- [Exercise aim]: Copy out each entry below verbatim, skipping the images.

- [Data extracted from a collection]:
══════════════════════════════
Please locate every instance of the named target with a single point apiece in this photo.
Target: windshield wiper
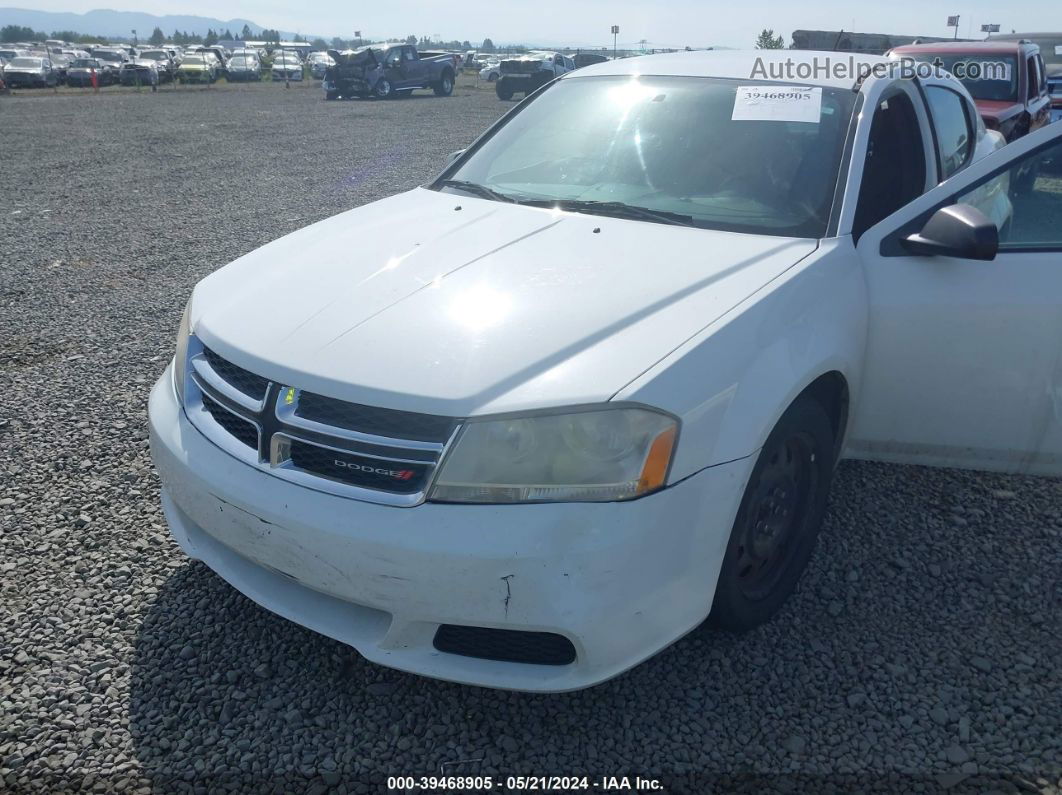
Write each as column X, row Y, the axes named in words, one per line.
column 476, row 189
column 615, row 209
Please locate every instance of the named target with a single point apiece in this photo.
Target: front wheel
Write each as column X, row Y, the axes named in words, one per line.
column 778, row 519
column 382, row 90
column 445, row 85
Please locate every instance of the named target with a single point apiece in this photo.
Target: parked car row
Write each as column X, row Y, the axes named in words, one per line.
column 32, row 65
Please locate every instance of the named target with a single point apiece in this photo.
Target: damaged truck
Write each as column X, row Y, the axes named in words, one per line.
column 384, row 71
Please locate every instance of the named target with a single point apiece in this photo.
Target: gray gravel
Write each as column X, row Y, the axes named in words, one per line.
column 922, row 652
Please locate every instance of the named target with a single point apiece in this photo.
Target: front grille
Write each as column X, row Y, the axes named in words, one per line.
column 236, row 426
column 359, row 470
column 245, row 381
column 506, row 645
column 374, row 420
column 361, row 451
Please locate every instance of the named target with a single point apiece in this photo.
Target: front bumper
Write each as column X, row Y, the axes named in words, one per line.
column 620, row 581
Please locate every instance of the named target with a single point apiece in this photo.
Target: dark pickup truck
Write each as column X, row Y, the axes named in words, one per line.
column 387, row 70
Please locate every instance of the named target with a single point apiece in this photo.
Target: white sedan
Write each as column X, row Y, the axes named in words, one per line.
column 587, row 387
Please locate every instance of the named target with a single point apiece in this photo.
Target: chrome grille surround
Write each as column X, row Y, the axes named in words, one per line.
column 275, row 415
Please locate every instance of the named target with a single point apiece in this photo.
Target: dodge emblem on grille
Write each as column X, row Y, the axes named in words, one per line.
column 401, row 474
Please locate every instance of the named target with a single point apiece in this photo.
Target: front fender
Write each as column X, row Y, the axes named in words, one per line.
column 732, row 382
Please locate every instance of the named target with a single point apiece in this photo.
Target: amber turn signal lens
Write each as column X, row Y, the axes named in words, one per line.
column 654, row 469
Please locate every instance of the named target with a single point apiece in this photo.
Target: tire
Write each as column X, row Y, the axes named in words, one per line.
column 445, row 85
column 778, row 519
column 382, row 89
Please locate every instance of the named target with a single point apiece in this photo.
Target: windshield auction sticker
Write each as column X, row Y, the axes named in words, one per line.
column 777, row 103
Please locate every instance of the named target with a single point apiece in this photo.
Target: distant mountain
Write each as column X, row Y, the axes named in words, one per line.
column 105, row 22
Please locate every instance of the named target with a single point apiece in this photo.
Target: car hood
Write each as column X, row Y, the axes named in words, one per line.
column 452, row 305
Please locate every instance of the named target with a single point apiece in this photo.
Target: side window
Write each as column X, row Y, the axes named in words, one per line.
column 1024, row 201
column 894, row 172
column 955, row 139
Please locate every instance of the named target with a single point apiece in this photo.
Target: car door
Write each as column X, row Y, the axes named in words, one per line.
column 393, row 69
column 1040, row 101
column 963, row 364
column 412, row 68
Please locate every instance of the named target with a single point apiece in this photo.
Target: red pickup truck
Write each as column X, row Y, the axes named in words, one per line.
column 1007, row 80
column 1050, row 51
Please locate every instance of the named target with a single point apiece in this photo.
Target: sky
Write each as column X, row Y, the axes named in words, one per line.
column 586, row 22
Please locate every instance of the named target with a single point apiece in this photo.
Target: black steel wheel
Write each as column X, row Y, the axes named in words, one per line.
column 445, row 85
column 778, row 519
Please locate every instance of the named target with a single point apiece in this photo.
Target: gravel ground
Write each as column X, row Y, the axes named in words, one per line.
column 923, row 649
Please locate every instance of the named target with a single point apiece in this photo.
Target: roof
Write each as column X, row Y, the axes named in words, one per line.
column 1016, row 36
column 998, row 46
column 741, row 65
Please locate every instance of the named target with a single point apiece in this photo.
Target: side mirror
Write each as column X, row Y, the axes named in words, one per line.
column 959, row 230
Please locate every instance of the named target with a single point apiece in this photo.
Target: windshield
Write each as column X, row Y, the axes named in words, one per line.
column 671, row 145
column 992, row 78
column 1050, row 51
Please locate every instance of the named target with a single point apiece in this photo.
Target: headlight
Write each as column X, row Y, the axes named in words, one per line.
══════════════════════════════
- [Response]:
Please locate every instance of the named target with a single point apiece in this photo.
Target: windshield wiper
Write each as column X, row Y, the axes named in words, one per line.
column 476, row 189
column 615, row 209
Please locate every instance of the named target with a single point apiece in this photo.
Target: front wheel
Write each as column X, row Y, the axes named in words, one per line.
column 778, row 519
column 382, row 90
column 445, row 85
Please locate every instance of the named target with a single point apiece in this photo.
Target: parked car row
Write each as column X, row Y, the axes named in words, one per line.
column 32, row 65
Please locate every instance of the named target with a single point apiece in this photo.
Target: damaged truck
Write each as column X, row Y, the axes named in words, one per line.
column 384, row 71
Please locate every instance of the named target with a single point apiece in this photo.
Target: gray gravel
Write each as column X, row Y, the axes named in words, one per line.
column 922, row 652
Please locate every instance of the named target with a single point apiece in this photo.
Target: front grille
Write each as column X, row Y, the axes named in words, one per line.
column 236, row 426
column 359, row 470
column 245, row 381
column 506, row 645
column 374, row 420
column 361, row 451
Please locate every instance of the named target with a single point apiece in this photo.
Target: front bumper
Write each as column X, row Y, the axes named in words, one per line.
column 620, row 581
Please locate every instance of the named target with a single point apiece in this photo.
Target: dark pickup truck
Write each as column X, row Y, the axes named in words, one per line.
column 387, row 70
Please locate every instance of the named target with a single point apiece in this photo.
Target: white sedan
Write each as column X, row Y, the axes named in words, one per line.
column 587, row 387
Please locate every instance of the named target with a single point apiece in this photo.
Target: chrome grille surround
Write each as column X, row Y, the axes named in words, one per line.
column 275, row 415
Please locate every instance of the named target with a single point apiece in this photo.
Target: dodge emblem on grille
Write each as column X, row Y, the axes named in words, one per line.
column 401, row 474
Please locate every instance of the named target with a single point apiece in this photo.
Target: front fender
Write each as column X, row Y, the axes named in words, one per line.
column 732, row 382
Please locate every instance of the named target with a single point apiece in this photo.
Target: amber turn signal lens
Write each as column X, row Y, the axes named in words, one per line.
column 654, row 469
Please locate every instance of the named target with a single point apiece in this photo.
Target: tire
Write each as column X, row Y, the axes named in words, one per line.
column 445, row 85
column 778, row 519
column 382, row 89
Please locate every instance of the named target with a single point apiece in this photo.
Target: windshield auction sticker
Write each as column X, row Y, the axes named in words, one per line.
column 777, row 103
Please locate every instance of the named target with a single point apiece in this photo.
Target: distant mountain
Write each as column X, row Y, the axes named in words, one per line.
column 105, row 22
Please locate every instance of the named target with a single point apiece in this photo.
Target: car hood
Write each as column X, row Y, the axes named in words, one per line.
column 452, row 305
Please locate every instance of the named target with a single point apiece in this photo.
Target: side window
Write each as column X, row Y, the axes named in words, one per line.
column 1024, row 201
column 894, row 172
column 955, row 139
Please locate every instance of the named target with a single point apiece in this photo.
Target: car door
Write each as column X, row Y, the axes named in words, one per line.
column 393, row 69
column 1040, row 101
column 963, row 364
column 412, row 68
Please locate every instance of the named target with a single point apiece in this photo.
Target: red pickup truck
Write each as column X, row Y, the axes named in words, one per line.
column 1007, row 80
column 1050, row 51
Please locate every instance of the named target with a single point apiece in this photo.
Target: sky
Write each as column X, row Y, the axes named in words, one per line.
column 586, row 22
Please locate every instance of the named target with a single point apiece in this photo.
Target: black steel wheel
Write each as column X, row Y, the axes named in words, one per line.
column 445, row 85
column 778, row 519
Please locate every instance of the named target with a single point apiece in this photo.
Target: gravel ground
Write each as column X, row Y, the axes named in words, one per line.
column 923, row 649
Please locate every instance of the named target with a single point apiece in this photo.
Target: roof
Write each as column X, row Y, the axes named in words, one per line.
column 1016, row 36
column 998, row 46
column 741, row 65
Please locate every instance of the named target with a single point apiece in this photo.
Target: side mirror
Write each as column X, row Y, the axes named in words, one per line.
column 959, row 230
Please locate every instance of the named target with a single point apiece in this photo.
Target: windshield
Write each as column X, row Y, the axes named in words, one per line.
column 671, row 145
column 992, row 78
column 1050, row 51
Please locate every instance of the named target with a single point apiece in this photo.
Target: headlight
Write each as column X, row Y, the axes named in words, one per line.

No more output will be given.